### Given task
Arrange the lines of the records as a numbered list, skipping any blank lines. Begin at the first line of the records and stop after the line that contains "(1002, 395)", including that line.

-------- Information shown --------

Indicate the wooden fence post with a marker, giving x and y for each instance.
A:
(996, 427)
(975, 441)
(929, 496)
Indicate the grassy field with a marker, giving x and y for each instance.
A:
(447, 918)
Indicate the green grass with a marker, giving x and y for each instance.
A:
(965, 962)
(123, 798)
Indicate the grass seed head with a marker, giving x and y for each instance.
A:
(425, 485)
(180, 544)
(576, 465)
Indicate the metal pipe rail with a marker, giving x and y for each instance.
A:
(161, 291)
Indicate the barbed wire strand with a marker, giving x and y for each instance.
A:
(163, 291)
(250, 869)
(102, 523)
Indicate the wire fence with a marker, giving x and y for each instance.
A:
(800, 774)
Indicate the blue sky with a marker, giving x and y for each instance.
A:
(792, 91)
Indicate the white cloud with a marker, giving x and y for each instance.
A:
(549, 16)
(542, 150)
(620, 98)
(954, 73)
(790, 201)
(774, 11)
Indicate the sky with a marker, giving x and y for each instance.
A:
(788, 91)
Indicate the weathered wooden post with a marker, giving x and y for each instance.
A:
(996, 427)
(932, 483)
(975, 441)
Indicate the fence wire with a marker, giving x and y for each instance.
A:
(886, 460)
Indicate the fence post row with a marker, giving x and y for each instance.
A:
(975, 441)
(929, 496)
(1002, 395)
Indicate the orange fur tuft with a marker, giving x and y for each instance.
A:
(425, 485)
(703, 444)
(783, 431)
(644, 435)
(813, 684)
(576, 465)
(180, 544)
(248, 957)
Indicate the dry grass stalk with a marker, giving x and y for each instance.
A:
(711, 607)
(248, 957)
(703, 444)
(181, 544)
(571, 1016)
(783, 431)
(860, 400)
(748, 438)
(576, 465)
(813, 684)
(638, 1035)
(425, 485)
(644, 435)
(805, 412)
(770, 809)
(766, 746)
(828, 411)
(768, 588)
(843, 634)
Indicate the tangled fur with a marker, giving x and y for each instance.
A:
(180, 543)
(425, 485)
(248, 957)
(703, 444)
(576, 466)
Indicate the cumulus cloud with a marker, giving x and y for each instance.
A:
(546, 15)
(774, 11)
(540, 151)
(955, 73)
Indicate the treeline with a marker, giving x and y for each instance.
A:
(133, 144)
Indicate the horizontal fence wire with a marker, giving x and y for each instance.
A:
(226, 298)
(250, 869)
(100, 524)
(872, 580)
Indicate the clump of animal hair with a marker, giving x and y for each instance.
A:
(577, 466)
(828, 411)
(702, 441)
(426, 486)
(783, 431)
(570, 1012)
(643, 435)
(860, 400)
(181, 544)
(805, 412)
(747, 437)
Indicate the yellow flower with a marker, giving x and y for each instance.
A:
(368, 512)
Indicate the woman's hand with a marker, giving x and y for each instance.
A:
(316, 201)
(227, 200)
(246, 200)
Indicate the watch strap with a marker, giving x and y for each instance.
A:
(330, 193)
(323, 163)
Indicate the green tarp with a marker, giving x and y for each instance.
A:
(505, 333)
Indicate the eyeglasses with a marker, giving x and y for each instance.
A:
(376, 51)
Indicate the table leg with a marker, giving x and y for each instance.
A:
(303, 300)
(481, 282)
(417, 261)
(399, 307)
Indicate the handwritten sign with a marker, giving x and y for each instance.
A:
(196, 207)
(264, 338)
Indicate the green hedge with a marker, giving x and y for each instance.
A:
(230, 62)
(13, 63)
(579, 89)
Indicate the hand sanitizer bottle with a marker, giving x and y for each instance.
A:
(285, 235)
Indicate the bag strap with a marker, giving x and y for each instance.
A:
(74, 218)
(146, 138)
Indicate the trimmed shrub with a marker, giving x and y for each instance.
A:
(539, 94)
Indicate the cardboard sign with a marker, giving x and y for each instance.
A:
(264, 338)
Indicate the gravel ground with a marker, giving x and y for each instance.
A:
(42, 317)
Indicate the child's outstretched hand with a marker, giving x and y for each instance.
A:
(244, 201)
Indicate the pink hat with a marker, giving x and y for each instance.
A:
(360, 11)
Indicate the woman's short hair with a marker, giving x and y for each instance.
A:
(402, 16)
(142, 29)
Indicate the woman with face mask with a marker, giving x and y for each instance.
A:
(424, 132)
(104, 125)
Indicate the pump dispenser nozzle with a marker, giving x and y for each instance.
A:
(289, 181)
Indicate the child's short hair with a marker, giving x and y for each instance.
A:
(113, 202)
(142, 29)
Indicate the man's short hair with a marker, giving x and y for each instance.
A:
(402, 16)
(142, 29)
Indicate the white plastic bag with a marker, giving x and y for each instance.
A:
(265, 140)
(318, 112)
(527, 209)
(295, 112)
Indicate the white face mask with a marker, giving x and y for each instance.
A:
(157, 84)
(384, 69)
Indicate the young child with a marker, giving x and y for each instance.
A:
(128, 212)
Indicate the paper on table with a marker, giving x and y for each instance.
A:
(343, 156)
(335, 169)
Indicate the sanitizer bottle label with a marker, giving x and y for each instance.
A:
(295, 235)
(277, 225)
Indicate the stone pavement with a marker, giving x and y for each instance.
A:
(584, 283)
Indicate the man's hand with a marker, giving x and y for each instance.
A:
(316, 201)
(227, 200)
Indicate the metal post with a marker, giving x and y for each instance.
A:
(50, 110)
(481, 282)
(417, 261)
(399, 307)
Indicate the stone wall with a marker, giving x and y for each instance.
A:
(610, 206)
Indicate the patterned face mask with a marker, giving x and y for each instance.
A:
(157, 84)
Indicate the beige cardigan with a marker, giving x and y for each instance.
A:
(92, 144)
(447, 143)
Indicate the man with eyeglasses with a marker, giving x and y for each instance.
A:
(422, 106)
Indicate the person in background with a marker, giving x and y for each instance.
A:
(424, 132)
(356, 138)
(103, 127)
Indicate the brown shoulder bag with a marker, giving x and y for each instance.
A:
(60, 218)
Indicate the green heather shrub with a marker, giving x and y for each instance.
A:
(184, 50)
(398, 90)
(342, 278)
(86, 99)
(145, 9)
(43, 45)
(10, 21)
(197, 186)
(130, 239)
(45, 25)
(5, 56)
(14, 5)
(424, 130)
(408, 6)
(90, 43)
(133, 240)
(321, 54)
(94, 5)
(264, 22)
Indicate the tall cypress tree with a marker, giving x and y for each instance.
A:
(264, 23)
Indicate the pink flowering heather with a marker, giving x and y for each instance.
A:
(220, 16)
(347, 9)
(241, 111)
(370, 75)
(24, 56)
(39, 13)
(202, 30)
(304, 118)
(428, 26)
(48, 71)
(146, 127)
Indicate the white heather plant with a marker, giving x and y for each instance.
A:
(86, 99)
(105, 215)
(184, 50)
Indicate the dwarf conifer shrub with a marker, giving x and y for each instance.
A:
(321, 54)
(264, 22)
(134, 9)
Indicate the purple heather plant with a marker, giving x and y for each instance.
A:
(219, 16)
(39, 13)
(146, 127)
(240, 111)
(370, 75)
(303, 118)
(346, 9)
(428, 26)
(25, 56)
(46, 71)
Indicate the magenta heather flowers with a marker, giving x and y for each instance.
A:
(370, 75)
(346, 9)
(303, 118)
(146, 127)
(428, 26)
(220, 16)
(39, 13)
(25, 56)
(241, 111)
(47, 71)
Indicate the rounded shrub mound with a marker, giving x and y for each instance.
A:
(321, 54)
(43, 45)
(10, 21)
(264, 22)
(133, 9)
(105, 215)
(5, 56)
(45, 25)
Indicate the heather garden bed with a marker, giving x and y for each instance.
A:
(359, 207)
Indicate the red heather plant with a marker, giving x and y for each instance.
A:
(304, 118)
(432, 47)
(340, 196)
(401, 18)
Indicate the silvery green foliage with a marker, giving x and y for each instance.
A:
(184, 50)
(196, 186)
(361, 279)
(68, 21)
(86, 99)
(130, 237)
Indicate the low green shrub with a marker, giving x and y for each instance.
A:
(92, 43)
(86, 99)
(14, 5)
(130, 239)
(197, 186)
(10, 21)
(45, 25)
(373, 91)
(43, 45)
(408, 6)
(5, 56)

--------

### Result
1. Indicate the wooden fence post with a marker, giving x and y for each instance.
2. A:
3. (996, 427)
4. (975, 441)
5. (929, 496)
6. Indicate the grassy field with a marker, giving x and y for each instance.
7. A:
8. (447, 918)
9. Indicate the green grass with a marker, giving x and y for each instance.
10. A:
11. (965, 962)
12. (123, 798)
13. Indicate the grass seed head with a marker, giving x and y for each instance.
14. A:
15. (425, 485)
16. (180, 544)
17. (576, 465)
18. Indicate the metal pipe rail with a marker, giving x and y for each instance.
19. A:
20. (161, 291)
21. Indicate the barbed wire strand with a marker, giving x and y for each instance.
22. A:
23. (163, 291)
24. (250, 869)
25. (102, 523)
26. Indicate the wire fence with a marker, giving x and y for each instance.
27. A:
28. (800, 774)
29. Indicate the blue sky with a marker, giving x and y for each instance.
30. A:
31. (792, 91)
32. Indicate the white cloud with a marker, giving x and y for each instance.
33. A:
34. (549, 16)
35. (542, 150)
36. (620, 98)
37. (954, 73)
38. (790, 201)
39. (774, 11)
40. Indicate the sky with a marker, giving x and y for each instance.
41. A:
42. (788, 91)
43. Indicate the weathered wooden post with a marker, giving x and y for each instance.
44. A:
45. (996, 427)
46. (932, 483)
47. (975, 441)
48. Indicate the fence wire with a marker, giving x and y for each instance.
49. A:
50. (886, 460)
51. Indicate the fence post row with a marker, giving x and y for each instance.
52. A:
53. (975, 441)
54. (929, 496)
55. (1002, 395)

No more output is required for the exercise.